> _REQUIREMENT_: Copy out these lines exactly, beginning with the line that contains "Where can the multi-story" and continuing through the last line of the entries.

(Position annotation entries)
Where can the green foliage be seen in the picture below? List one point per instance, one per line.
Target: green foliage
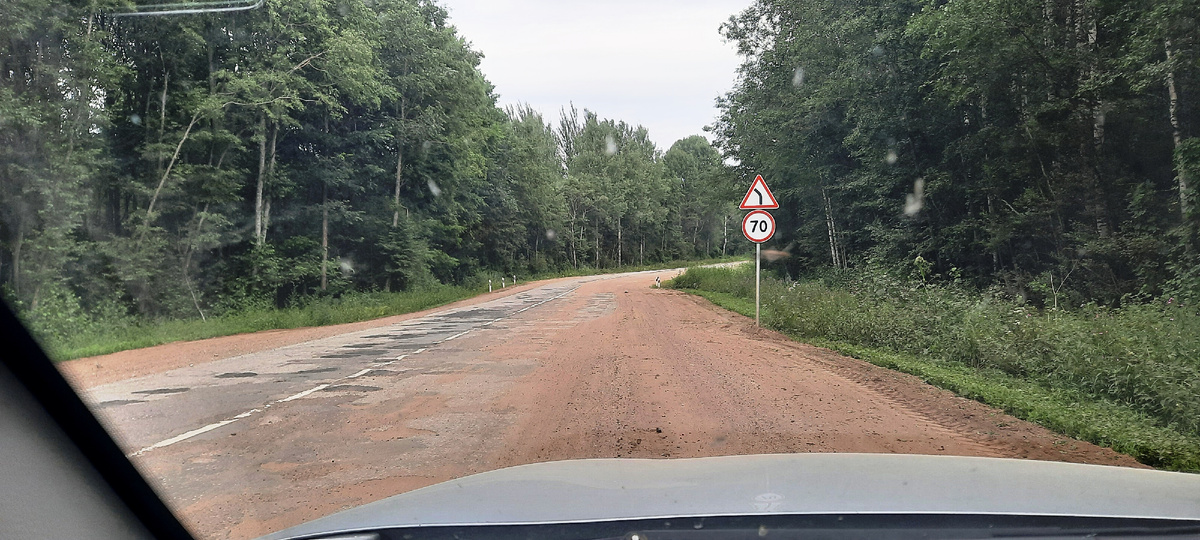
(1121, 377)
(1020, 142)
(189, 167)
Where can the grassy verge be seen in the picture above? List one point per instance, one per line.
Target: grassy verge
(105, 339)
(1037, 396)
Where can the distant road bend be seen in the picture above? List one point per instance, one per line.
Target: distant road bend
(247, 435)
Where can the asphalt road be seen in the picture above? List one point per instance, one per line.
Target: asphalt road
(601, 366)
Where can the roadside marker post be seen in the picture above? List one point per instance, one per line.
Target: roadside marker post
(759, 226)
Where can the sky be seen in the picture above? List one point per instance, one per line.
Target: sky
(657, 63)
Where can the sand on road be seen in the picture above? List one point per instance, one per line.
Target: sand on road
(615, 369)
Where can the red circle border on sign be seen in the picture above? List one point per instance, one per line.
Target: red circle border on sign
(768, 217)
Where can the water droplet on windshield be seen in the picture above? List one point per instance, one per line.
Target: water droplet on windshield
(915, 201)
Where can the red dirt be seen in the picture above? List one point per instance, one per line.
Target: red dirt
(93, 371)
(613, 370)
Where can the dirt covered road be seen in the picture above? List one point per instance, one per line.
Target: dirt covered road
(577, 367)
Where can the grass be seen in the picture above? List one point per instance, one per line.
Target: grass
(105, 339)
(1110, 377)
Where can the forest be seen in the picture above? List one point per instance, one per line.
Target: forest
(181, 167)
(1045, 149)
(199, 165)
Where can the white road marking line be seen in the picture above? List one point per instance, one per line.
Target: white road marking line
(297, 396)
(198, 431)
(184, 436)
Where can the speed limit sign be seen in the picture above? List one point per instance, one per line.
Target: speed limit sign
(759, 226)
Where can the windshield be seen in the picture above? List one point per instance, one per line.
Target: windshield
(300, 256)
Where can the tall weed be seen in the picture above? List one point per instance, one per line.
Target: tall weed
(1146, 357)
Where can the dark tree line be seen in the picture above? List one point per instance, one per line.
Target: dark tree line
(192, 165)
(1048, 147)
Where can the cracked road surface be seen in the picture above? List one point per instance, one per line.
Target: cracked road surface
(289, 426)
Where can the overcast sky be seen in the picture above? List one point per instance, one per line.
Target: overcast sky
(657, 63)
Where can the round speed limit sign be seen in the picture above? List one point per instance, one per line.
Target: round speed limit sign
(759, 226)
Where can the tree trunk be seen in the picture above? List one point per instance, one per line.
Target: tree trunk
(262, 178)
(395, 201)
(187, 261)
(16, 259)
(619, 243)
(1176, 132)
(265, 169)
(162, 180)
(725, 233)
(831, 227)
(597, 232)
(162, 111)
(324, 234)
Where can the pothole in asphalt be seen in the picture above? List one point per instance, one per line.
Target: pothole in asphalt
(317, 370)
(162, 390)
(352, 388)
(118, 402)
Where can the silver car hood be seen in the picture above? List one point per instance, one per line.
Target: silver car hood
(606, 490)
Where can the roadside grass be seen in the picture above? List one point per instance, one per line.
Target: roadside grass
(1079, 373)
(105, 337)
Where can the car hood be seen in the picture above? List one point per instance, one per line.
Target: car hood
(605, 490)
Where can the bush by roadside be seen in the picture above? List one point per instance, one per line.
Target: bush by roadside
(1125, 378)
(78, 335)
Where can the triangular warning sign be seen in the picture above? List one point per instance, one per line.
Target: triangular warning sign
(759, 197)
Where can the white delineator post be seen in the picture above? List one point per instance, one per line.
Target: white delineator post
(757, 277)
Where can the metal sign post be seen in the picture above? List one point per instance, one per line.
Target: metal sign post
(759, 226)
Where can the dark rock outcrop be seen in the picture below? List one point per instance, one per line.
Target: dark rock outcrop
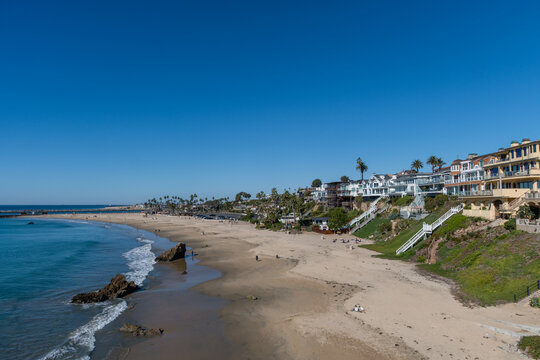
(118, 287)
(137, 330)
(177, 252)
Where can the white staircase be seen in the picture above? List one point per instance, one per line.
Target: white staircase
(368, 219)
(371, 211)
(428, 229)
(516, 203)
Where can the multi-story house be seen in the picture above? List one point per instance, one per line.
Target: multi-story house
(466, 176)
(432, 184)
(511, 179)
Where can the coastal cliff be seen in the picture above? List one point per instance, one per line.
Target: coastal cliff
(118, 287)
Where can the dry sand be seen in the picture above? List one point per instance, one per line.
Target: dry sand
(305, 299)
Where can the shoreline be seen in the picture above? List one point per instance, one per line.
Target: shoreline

> _ANSWER TO THE EXERCISE_:
Where can the multi-story house be seen in the picture above? List one point per instance, one per line.
Target: multi-story house
(466, 176)
(432, 184)
(511, 179)
Where can the coastal cliff be seen in the picture above? List one point per instance, one per line.
Target: coastal cliff
(118, 287)
Where can the dry sand be seen in the picture above? List one point per instance, one per line.
Target: dry sand
(305, 299)
Where can the shoreline be seen in the picture above? List one point per instance, one per line.
Target: shoreline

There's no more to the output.